◆ **Problem statement**: Lay out the records below as a two-column CSV headed "text" and "answer." Give one row for each line of text together with the points that follow it, put each in its own quoted field with line breaks turned into spaces, and leave out the pictures.

◆ **Records**:
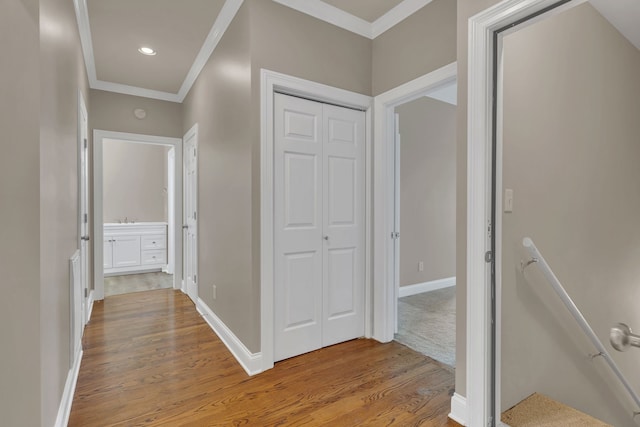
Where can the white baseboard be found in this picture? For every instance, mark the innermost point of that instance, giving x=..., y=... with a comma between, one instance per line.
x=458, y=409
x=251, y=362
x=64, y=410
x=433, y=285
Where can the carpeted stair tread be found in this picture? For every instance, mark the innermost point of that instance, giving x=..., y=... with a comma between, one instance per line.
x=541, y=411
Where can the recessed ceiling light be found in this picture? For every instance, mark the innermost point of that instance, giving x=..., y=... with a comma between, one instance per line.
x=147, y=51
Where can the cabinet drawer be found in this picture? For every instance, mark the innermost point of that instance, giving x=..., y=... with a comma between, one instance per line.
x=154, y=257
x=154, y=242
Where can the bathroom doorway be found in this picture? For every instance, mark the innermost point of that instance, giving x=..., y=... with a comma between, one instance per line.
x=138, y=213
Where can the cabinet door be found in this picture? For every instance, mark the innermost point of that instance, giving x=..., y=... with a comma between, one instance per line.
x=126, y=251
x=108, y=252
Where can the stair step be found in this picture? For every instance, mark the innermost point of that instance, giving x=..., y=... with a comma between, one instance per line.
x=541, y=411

◆ **Answer to the exercise**:
text,answer
"Where can the white baseboard be found in this picture? For every instance, mark the innermost point of that instance, giving x=..., y=... with a comma between, one instance per line.","x=458, y=409 x=251, y=362 x=64, y=410 x=433, y=285"
"Where can the carpeted stair tread be found in this picture? For every instance, mark the innermost point of that instance, giving x=..., y=... with a comma between, one instance per line.","x=541, y=411"
"Where can the recessed ceiling light be found in this picture? For every instance, mark the innermost point of that instance, giving x=..., y=... with a comma between, one instance per line.","x=147, y=51"
"Where can the cabinet drawer be found in this picture? For every instance, mark the innermost point of that instance, giving x=..., y=... with a comma between, one instance per line.","x=154, y=257 x=154, y=242"
"Where can the bathroom doorway be found in this picture? For every instance, mark the innermost point of that instance, giving x=..., y=... with a comma between, one instance per line.","x=138, y=213"
"Where can the cabinet door be found in this picture? For every instance, mark the innermost point of that instance, giving x=..., y=... with a comma between, one instance per line.","x=126, y=251 x=108, y=252"
"Where can the stair step be found in this picture? For every instance, mark the innermost point of that instance, giving x=..., y=... with a comma between, one instance per line.","x=541, y=411"